▶ [Problem] Rewrite the part that opens with the line containing "find the overhead" and closes with the line containing "left=0, top=12, right=1192, bottom=415" as a two-column CSV with the headers text and box. Place the final line in the box field and all preceding lines in the text field, quoting each field and replacing line breaks with spaces.

▶ [Data entries]

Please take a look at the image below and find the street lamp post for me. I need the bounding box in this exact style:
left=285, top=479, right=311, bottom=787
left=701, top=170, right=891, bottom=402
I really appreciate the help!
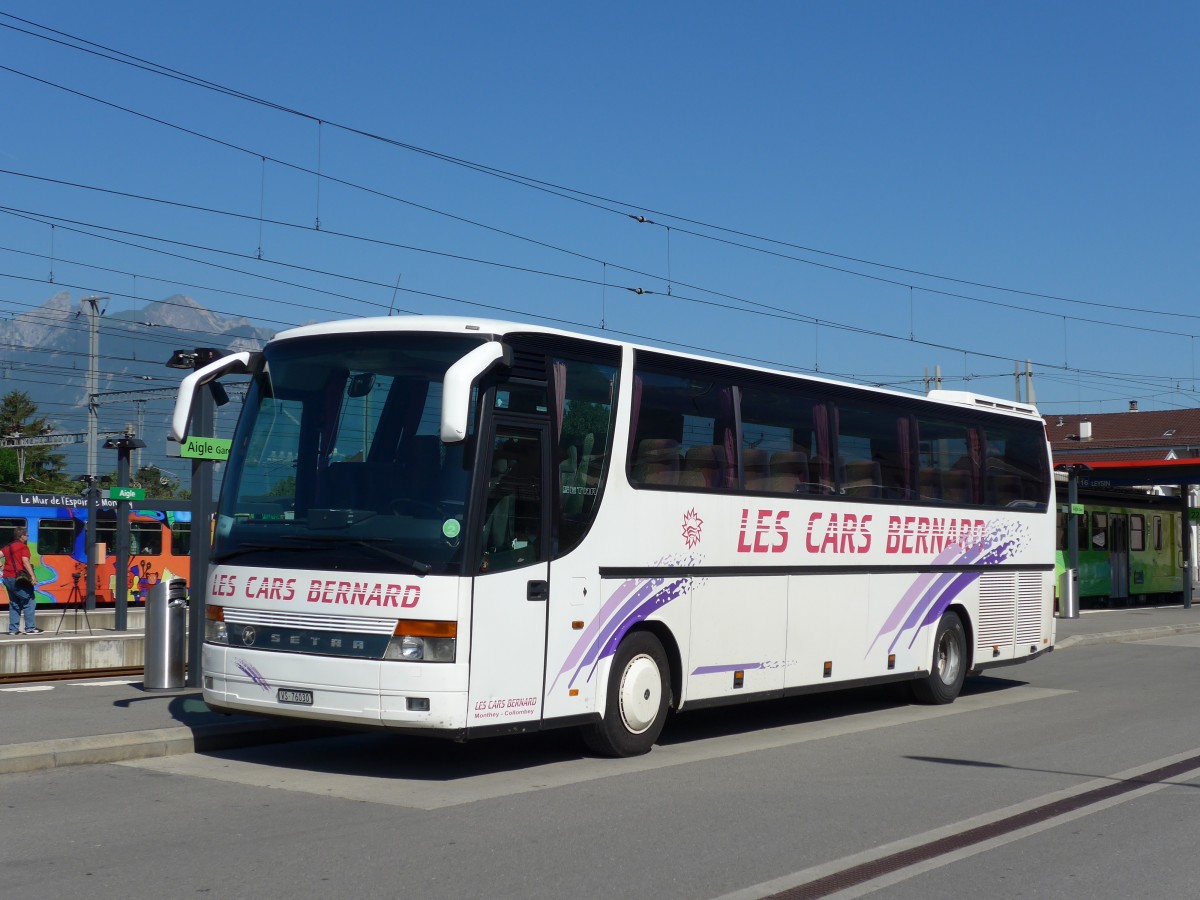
left=104, top=426, right=146, bottom=631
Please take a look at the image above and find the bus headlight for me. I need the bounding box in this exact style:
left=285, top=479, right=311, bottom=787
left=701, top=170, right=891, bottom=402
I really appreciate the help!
left=383, top=619, right=458, bottom=662
left=204, top=606, right=229, bottom=643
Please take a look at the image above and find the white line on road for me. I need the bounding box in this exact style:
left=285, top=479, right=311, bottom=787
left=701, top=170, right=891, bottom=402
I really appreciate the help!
left=716, top=748, right=1200, bottom=900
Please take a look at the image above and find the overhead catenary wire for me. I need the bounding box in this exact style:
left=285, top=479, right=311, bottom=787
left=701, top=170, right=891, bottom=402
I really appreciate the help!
left=0, top=12, right=1192, bottom=415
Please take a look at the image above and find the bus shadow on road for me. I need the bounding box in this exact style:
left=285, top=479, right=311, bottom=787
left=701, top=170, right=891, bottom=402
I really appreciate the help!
left=205, top=677, right=1026, bottom=782
left=659, top=676, right=1027, bottom=745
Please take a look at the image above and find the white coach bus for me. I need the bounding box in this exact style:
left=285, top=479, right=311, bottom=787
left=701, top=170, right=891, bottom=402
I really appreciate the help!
left=173, top=317, right=1055, bottom=755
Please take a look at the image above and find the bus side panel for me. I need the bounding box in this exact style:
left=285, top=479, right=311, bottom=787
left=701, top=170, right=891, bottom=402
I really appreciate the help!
left=542, top=571, right=600, bottom=719
left=686, top=576, right=788, bottom=701
left=785, top=574, right=868, bottom=688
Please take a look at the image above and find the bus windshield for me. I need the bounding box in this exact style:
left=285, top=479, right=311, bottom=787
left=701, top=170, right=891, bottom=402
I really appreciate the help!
left=212, top=332, right=485, bottom=574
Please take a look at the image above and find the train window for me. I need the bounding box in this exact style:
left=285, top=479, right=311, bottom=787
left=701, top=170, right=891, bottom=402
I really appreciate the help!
left=170, top=522, right=192, bottom=557
left=0, top=517, right=29, bottom=547
left=1129, top=516, right=1146, bottom=550
left=130, top=522, right=162, bottom=557
left=37, top=518, right=83, bottom=556
left=96, top=518, right=116, bottom=556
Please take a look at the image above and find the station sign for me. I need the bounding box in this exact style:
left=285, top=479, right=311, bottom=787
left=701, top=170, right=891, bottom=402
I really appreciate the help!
left=179, top=438, right=233, bottom=462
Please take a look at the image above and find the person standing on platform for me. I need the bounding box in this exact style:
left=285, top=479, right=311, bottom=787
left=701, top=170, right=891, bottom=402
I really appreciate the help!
left=4, top=528, right=42, bottom=635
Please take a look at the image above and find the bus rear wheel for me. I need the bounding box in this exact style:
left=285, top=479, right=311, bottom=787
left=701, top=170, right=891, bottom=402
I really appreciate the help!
left=912, top=610, right=967, bottom=704
left=581, top=631, right=671, bottom=756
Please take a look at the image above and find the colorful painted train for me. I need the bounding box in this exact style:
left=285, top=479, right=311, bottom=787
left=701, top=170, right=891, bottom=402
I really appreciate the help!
left=0, top=492, right=192, bottom=607
left=1056, top=485, right=1183, bottom=606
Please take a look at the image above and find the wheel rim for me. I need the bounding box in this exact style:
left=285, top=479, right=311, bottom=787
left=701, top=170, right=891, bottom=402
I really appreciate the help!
left=937, top=631, right=962, bottom=684
left=620, top=653, right=662, bottom=734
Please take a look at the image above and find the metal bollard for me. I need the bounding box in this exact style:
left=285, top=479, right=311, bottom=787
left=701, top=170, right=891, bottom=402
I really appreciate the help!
left=142, top=578, right=187, bottom=691
left=1058, top=569, right=1079, bottom=619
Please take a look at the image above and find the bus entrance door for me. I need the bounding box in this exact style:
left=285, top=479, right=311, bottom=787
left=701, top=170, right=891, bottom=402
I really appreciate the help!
left=467, top=416, right=550, bottom=731
left=1109, top=515, right=1129, bottom=600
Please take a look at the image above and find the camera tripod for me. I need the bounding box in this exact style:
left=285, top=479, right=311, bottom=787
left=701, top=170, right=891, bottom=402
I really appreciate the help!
left=54, top=572, right=91, bottom=635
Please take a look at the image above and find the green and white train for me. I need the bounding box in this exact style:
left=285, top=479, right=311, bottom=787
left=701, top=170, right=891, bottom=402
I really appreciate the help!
left=1056, top=491, right=1184, bottom=605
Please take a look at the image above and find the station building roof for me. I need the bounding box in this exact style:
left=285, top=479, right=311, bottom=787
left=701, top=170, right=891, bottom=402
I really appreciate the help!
left=1045, top=409, right=1200, bottom=487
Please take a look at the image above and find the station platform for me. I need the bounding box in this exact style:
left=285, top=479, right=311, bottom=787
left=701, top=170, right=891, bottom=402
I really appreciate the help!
left=0, top=606, right=145, bottom=679
left=0, top=604, right=1200, bottom=775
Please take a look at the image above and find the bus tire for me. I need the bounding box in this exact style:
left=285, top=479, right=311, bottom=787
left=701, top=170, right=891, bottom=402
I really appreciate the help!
left=912, top=610, right=967, bottom=704
left=581, top=631, right=671, bottom=756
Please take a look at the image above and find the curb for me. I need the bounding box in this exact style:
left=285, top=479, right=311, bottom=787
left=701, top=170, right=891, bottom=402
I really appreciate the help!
left=0, top=721, right=328, bottom=775
left=1055, top=624, right=1200, bottom=650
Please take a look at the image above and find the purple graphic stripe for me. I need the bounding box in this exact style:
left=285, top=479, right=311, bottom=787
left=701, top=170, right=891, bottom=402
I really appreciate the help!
left=866, top=546, right=961, bottom=654
left=571, top=578, right=688, bottom=684
left=692, top=662, right=766, bottom=674
left=238, top=660, right=271, bottom=691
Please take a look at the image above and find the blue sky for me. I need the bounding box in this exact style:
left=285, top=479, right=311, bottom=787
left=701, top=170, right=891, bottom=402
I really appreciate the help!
left=0, top=0, right=1200, bottom=427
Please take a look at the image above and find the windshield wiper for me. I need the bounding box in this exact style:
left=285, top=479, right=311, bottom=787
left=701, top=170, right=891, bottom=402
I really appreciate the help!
left=322, top=534, right=433, bottom=575
left=212, top=534, right=433, bottom=575
left=211, top=539, right=320, bottom=563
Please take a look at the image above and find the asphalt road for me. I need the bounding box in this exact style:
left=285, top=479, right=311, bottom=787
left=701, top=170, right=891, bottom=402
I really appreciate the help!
left=0, top=635, right=1200, bottom=900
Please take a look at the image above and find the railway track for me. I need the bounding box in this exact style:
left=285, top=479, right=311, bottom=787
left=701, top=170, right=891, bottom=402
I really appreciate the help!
left=0, top=666, right=145, bottom=684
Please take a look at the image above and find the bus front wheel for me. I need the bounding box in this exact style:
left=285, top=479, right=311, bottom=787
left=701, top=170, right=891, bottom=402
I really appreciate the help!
left=582, top=631, right=671, bottom=756
left=912, top=610, right=967, bottom=704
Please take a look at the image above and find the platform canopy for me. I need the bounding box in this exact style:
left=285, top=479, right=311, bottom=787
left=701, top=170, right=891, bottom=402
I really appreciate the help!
left=1056, top=460, right=1200, bottom=490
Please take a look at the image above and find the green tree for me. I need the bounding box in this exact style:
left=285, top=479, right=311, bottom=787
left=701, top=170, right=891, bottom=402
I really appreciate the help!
left=131, top=466, right=188, bottom=500
left=0, top=390, right=72, bottom=493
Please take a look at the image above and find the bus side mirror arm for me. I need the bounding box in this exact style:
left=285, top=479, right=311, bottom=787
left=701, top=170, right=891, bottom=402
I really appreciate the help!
left=442, top=341, right=512, bottom=444
left=170, top=350, right=263, bottom=444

▶ [Exercise result]
text,box
"Please take a look at the image above and find the overhead catenary wire for me. I need the bounding box in this exact style: left=285, top=479, right=311, bottom=787 left=701, top=170, right=891, bottom=402 I really appreciate the help!","left=0, top=12, right=1192, bottom=415"